Dataset items
·····

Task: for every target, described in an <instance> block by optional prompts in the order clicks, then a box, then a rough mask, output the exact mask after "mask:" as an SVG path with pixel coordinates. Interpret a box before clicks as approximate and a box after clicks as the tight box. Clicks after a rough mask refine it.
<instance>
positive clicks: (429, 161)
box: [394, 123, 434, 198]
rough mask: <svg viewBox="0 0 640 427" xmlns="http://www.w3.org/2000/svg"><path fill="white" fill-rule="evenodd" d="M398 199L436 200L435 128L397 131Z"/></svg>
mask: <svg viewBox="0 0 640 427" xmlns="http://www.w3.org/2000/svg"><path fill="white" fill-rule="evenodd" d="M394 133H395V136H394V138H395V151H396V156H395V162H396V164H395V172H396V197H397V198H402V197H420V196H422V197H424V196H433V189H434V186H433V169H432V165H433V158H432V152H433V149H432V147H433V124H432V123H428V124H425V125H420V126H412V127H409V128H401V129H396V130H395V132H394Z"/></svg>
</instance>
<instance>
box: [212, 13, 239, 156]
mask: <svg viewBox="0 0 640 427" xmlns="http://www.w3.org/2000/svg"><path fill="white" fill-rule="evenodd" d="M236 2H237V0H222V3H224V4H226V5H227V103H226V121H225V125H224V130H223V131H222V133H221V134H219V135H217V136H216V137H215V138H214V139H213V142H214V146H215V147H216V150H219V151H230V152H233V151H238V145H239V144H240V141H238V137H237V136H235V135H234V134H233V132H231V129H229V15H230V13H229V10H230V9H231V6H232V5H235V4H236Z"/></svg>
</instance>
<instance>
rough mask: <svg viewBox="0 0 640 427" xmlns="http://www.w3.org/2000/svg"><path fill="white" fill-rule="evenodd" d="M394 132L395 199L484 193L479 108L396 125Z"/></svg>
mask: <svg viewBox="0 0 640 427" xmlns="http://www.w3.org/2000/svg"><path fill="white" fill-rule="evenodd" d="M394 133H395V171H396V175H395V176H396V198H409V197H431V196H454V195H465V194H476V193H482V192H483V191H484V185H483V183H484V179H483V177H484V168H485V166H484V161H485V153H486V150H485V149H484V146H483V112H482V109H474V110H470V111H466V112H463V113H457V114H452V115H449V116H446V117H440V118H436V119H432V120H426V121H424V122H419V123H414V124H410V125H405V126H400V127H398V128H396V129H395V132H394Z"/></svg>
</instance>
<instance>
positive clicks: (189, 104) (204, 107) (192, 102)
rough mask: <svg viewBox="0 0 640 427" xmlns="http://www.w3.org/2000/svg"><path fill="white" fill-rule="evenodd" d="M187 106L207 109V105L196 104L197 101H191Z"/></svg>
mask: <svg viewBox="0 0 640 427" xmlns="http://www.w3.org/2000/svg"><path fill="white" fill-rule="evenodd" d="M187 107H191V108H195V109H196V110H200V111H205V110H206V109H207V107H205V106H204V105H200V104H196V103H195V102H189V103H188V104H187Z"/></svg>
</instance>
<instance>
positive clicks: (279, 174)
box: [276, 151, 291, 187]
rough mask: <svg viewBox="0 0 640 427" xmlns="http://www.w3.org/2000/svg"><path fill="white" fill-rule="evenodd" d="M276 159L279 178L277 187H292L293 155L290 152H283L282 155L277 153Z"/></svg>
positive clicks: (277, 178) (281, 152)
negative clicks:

·····

WHAT THIS TASK INVOLVES -> In the lines above, find each one with "clicks" and list it.

OUTPUT OF THE EXERCISE ->
Task: for every target, described in an <instance> block by optional prompts in the order clicks, then a box, then a rough mask, output the exact mask after "mask:" as an SVG path with pixel coordinates. Interpret a box before clicks as approximate and a box after clicks as the tight box. Clicks after a rough mask refine it.
positive clicks: (429, 161)
positive clicks: (189, 104) (204, 107) (192, 102)
positive clicks: (279, 174)
positive clicks: (277, 178) (281, 152)
negative clicks:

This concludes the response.